Repeat the lines of the data below word for word, starting at the line that contains "If you could point at the palm" and ending with the last line of the data.

- **Input data**:
= = =

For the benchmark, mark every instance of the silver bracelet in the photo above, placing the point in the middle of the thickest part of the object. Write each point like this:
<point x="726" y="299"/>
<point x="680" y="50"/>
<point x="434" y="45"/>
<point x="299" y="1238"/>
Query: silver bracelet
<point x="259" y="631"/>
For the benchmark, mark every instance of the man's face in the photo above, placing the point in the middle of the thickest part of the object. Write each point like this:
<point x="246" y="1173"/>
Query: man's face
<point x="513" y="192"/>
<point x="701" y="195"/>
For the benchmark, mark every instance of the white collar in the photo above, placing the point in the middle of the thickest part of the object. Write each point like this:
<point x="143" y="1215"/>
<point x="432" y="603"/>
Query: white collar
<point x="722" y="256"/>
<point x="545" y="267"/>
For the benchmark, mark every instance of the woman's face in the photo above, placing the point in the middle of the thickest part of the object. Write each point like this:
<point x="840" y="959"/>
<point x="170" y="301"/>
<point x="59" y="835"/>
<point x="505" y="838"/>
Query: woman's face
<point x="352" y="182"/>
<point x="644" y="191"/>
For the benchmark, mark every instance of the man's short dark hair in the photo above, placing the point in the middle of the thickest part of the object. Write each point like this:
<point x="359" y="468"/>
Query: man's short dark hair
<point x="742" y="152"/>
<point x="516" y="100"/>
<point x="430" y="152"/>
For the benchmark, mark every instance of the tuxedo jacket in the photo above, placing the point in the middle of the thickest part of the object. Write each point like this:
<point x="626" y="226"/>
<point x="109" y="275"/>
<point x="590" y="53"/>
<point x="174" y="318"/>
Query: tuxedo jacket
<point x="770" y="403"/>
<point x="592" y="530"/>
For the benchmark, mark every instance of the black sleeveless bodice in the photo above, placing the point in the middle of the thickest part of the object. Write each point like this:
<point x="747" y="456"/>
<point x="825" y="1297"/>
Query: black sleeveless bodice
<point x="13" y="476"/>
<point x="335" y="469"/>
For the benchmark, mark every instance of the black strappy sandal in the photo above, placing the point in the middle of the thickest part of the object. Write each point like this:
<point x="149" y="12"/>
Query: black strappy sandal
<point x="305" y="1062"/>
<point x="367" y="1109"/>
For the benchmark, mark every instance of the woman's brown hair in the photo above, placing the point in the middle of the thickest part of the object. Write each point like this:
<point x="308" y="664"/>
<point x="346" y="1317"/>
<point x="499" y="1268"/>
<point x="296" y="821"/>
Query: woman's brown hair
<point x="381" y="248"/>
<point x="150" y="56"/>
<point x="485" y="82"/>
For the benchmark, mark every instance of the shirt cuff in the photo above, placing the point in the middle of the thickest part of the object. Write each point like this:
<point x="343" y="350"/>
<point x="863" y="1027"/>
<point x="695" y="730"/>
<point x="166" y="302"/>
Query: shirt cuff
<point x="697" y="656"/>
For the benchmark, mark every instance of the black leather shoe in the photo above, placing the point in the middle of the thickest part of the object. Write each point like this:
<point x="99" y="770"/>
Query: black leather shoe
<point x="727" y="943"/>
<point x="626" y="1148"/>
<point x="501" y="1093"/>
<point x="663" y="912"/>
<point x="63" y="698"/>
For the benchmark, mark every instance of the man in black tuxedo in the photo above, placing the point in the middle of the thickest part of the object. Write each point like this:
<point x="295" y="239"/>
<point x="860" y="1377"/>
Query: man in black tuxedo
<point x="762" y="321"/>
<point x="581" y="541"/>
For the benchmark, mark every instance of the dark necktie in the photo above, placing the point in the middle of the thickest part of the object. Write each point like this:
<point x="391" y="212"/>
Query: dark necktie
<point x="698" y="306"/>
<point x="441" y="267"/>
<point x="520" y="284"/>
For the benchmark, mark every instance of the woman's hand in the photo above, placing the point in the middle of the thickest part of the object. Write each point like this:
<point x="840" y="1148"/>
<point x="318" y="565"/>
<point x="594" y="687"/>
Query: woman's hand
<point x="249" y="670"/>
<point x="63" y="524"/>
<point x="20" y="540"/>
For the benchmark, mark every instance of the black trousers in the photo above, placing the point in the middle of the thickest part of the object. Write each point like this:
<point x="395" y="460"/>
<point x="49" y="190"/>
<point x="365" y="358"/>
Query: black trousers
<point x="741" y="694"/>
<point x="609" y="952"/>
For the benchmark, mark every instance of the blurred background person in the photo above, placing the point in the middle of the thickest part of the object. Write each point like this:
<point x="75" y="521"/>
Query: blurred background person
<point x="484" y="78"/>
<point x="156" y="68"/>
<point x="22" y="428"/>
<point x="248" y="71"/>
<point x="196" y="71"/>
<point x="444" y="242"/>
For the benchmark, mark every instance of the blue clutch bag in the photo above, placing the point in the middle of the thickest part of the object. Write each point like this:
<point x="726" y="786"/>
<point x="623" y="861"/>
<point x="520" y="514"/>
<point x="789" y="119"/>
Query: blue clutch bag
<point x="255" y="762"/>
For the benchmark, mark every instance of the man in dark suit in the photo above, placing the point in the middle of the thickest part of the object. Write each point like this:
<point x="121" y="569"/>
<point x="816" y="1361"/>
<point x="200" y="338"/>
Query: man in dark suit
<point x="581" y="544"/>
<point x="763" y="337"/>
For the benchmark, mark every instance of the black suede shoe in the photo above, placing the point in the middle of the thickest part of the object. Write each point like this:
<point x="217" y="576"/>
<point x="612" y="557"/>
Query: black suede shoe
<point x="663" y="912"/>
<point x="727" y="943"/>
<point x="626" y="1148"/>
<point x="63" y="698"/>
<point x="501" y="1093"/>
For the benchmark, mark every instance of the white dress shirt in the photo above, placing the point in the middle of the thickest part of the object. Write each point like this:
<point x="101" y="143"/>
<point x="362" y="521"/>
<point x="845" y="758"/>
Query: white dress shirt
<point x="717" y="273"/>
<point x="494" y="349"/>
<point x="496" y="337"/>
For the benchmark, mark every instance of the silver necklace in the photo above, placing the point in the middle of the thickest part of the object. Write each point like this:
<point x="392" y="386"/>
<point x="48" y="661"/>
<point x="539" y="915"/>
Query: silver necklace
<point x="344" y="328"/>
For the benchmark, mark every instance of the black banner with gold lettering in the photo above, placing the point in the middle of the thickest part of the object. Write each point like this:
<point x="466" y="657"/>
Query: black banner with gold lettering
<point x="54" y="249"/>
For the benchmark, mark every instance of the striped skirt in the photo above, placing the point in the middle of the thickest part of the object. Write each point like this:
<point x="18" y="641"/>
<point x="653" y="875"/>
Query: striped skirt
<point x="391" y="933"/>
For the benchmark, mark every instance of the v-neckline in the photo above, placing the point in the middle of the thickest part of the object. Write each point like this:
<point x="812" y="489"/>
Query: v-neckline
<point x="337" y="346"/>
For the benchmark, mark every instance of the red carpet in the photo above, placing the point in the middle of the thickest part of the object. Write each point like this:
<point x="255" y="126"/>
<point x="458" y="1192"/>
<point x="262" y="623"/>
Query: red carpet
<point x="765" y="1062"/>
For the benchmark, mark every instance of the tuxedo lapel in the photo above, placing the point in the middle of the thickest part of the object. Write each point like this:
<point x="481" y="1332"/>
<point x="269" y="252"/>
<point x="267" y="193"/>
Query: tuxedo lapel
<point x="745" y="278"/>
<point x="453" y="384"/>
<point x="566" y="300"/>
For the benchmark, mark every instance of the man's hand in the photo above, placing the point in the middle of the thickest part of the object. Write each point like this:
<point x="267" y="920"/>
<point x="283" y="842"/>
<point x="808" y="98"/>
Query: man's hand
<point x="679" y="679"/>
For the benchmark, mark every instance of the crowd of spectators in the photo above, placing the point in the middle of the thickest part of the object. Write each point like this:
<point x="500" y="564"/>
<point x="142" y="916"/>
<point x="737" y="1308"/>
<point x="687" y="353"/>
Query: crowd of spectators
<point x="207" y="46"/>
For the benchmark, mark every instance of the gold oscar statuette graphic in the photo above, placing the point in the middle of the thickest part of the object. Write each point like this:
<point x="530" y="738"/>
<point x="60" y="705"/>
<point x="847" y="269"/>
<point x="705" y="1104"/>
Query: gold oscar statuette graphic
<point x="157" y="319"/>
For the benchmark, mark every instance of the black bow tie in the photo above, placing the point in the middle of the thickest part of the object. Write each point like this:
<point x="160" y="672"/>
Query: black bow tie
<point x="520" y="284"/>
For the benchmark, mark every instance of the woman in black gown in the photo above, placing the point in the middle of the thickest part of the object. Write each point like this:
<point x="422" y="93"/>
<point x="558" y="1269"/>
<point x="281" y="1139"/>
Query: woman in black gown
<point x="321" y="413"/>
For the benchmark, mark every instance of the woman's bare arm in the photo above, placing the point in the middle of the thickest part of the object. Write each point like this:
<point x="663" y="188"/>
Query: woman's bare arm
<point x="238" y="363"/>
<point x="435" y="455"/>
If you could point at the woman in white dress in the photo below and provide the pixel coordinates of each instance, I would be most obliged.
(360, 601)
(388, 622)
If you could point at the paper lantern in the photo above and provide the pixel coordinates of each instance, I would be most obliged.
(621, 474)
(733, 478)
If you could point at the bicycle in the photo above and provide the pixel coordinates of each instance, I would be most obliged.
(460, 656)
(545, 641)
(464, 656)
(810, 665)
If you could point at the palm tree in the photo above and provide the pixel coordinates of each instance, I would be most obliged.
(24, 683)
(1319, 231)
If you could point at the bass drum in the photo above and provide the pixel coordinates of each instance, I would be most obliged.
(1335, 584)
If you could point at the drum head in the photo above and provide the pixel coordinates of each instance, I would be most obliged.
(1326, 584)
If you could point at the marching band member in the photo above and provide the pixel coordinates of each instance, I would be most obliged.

= = =

- **Answer to the task**:
If you could point at the palm tree in the photo above and provide the pixel coordinates of each instance, I would be most obliged.
(24, 683)
(1319, 231)
If you could point at the bass drum in the photo above and provide the pixel coordinates of each instance, I would be most obliged.
(1335, 584)
If you could point at the drum head in the photo above and provide the pixel coordinates of each instance, I would be most obliged.
(1326, 584)
If you could point at the marching band member in the photo above and provide the pixel coordinates of each instance, I would be most obliged.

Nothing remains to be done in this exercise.